Rincian Tugas - Sebutkan semua tahap dalam kutipan bacaan tentang aparatur sipil negara yang mensyaratkan perbandingan antara kompetensi dan kualifikasi yang diperlukan jabatan dengan yang dimiliki calon.

Kutipan Bacaan -
----

MEMBANGUN MANUSIA UNGGUL MALUKU UTARA
Oleh :
Suwandi S Sangadji
Pertimbangan-pertimbangan yang
melatarbelakangi terbitnya Undang-Undang Nomor 5 Tahun 2014 Tentang Aparatur
Sipil Negara adalah bahwa dalam rangka pelaksanaan cita-cita bangsa dan
mewujudkan tujuan negara sebagaimana tercantum dalam pembukaan Undang-Undang
Dasar Negara Republik Indonesia Tahun 1945, perlu dibangun aparatur sipil
negara yang memiliki integritas, profesional, netral dan bebas dari intervensi
politik, bersih dari praktik korupsi, kolusi, dan nepotisme, serta mampu
menyelenggarakan pelayanan publik bagi masyarakat dan mampu menjalankan peran
sebagai unsur perekat persatuan dan kesatuan bangsa berdasarkan Pancasila dan
Undang-Undang Dasar Negara Republik Indonesia Tahun 1945. Pembangunan aparatur
sipil negara yang demikian itu diperlukan, karena pelaksanaan manajemen
aparatur sipil negara belum berdasarkan pada perbandingan antara kompetensi dan
kualifikasi yang diperlukan oleh jabatan dengan kompetensi dan kualifikasi yang
dimiliki calon dalam rekrutmen, pengangkatan, penempatan, dan promosi pada
jabatan sejalan dengan tata kelola pemerintahan yang baik. Dengan demikian
fungsi manajemen sumber daya manusia dalam penyelenggaraan birokrasi
pemerintahan menjadi penting dan strategis bagi terbangunnya aparatur sipil negara
yang memiliki integritas, profesional, netral dan bebas dari intervensi
politik, bersih dari praktik korupsi, kolusi, dan nepotisme, serta mampu
menyelenggarakan pelayanan publik bagi masyarakat. (UU No.5/2014)

----

Baris Data -
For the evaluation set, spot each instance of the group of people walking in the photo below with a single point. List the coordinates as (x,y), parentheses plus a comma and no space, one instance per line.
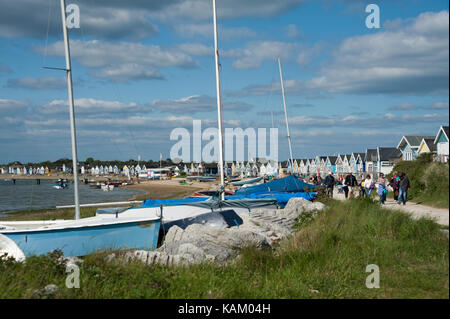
(399,183)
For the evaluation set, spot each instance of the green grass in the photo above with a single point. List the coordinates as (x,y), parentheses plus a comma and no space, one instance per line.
(429,180)
(49,214)
(328,254)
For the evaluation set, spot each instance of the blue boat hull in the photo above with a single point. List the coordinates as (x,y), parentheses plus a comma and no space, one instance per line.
(86,240)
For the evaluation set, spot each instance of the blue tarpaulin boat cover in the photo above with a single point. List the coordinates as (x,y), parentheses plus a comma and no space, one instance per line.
(172,202)
(289,184)
(281,198)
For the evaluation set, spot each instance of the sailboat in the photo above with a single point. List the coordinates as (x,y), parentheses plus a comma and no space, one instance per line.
(291,162)
(78,237)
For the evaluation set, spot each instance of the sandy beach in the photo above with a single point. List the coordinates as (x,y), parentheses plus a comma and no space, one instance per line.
(165,189)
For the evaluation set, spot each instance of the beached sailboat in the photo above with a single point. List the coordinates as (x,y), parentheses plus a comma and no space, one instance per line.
(80,236)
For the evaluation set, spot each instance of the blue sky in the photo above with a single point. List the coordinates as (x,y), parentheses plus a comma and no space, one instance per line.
(142,68)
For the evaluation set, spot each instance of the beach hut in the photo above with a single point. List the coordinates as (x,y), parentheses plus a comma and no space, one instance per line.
(126,171)
(254,170)
(331,164)
(427,146)
(441,142)
(387,158)
(409,146)
(262,170)
(371,159)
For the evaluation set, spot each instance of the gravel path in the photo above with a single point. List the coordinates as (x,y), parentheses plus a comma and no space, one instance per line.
(441,215)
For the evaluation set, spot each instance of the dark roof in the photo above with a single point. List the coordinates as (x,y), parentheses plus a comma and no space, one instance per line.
(371,155)
(430,143)
(333,159)
(445,129)
(414,140)
(389,153)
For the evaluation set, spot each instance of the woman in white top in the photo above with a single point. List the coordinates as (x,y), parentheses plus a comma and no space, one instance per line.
(368,185)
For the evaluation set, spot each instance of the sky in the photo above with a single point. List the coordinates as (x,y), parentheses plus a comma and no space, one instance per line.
(142,68)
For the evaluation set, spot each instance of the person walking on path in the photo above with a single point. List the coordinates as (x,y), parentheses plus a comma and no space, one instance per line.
(329,182)
(350,184)
(382,188)
(394,182)
(362,190)
(403,189)
(368,185)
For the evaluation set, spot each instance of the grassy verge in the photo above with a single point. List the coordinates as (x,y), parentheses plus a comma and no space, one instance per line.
(49,214)
(326,258)
(429,181)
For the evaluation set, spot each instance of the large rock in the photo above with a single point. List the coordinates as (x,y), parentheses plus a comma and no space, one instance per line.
(198,243)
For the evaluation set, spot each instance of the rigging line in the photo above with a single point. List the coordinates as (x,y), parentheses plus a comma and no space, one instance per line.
(118,95)
(48,28)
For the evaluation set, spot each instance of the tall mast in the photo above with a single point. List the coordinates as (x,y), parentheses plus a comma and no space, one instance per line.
(285,114)
(219,101)
(72,113)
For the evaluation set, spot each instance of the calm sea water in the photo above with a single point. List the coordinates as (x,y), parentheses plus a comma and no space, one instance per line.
(26,194)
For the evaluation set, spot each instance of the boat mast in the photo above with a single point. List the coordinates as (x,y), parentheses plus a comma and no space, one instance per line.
(285,114)
(219,101)
(72,113)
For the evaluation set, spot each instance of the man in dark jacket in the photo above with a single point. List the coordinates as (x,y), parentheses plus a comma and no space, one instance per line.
(403,189)
(329,182)
(350,183)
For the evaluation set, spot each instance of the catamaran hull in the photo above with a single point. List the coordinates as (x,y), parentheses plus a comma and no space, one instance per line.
(80,241)
(226,218)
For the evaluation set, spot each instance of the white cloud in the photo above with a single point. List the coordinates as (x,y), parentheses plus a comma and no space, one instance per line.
(45,83)
(412,60)
(196,104)
(89,105)
(256,52)
(124,60)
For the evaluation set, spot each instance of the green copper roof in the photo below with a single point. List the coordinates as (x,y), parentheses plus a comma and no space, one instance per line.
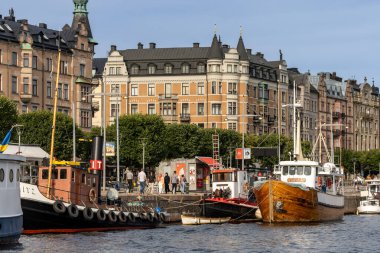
(80,6)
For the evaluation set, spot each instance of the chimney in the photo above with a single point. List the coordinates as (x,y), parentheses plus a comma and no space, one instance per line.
(42,25)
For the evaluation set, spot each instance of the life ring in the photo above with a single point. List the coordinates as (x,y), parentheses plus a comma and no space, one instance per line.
(59,207)
(112,216)
(101,215)
(73,211)
(329,183)
(88,214)
(131,217)
(122,217)
(92,195)
(162,217)
(150,217)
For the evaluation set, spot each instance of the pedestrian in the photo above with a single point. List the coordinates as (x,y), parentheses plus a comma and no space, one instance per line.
(130,180)
(174,183)
(167,182)
(183,183)
(142,179)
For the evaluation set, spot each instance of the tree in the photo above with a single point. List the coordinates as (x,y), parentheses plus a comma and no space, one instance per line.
(37,130)
(8,115)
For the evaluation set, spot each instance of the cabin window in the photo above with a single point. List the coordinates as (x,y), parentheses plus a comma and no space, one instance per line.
(1,175)
(45,174)
(307,170)
(299,170)
(285,170)
(11,176)
(63,174)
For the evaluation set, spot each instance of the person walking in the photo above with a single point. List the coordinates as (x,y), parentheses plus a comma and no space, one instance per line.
(130,180)
(174,183)
(182,184)
(167,182)
(142,178)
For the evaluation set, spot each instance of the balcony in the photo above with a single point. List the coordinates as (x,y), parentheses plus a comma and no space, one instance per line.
(168,97)
(25,97)
(184,117)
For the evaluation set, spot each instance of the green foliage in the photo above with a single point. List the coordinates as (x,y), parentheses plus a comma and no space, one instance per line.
(8,116)
(37,130)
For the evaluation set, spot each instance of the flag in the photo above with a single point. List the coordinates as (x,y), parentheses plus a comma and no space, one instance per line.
(4,143)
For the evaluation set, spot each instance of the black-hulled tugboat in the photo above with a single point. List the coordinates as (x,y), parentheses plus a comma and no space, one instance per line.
(10,207)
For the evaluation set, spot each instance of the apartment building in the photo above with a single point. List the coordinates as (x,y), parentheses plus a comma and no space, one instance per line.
(29,64)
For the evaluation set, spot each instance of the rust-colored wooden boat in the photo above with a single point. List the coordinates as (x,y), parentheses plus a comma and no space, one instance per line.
(285,202)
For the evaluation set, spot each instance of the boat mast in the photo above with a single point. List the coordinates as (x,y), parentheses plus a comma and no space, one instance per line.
(54,121)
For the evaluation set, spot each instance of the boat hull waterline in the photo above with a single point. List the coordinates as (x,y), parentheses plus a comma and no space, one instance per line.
(282,202)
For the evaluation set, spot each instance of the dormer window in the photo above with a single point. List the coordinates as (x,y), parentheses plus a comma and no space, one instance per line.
(151,69)
(185,68)
(135,70)
(168,69)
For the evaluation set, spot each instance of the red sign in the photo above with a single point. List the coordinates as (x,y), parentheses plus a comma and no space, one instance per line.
(96,164)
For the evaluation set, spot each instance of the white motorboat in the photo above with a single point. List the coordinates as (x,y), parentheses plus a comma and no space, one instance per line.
(10,205)
(371,202)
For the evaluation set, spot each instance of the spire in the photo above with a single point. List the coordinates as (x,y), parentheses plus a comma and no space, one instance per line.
(215,51)
(81,16)
(241,49)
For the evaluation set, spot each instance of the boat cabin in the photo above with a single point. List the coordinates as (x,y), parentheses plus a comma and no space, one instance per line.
(230,180)
(69,184)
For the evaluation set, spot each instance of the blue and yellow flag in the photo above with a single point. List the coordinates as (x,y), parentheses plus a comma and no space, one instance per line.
(4,143)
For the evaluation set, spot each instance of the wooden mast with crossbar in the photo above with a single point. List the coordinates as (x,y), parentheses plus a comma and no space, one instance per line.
(54,122)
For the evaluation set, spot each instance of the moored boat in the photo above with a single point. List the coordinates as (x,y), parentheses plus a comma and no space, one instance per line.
(200,220)
(232,196)
(10,206)
(371,202)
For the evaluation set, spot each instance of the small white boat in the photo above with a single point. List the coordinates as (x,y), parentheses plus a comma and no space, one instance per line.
(199,220)
(371,203)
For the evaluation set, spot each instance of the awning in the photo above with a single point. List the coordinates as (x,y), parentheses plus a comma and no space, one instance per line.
(209,161)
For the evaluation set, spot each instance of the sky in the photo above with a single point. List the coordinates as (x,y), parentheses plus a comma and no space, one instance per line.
(341,36)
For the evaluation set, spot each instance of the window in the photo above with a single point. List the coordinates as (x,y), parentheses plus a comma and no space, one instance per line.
(213,87)
(231,108)
(134,109)
(185,89)
(85,92)
(201,88)
(82,68)
(151,69)
(151,109)
(135,70)
(85,119)
(151,89)
(168,69)
(25,59)
(185,68)
(66,91)
(201,109)
(216,109)
(34,62)
(232,88)
(60,91)
(201,68)
(14,84)
(48,89)
(14,58)
(134,90)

----

Jawaban Lengkap - Rekrutmen, pengangkatan, penempatan, dan promosi pada jabatan.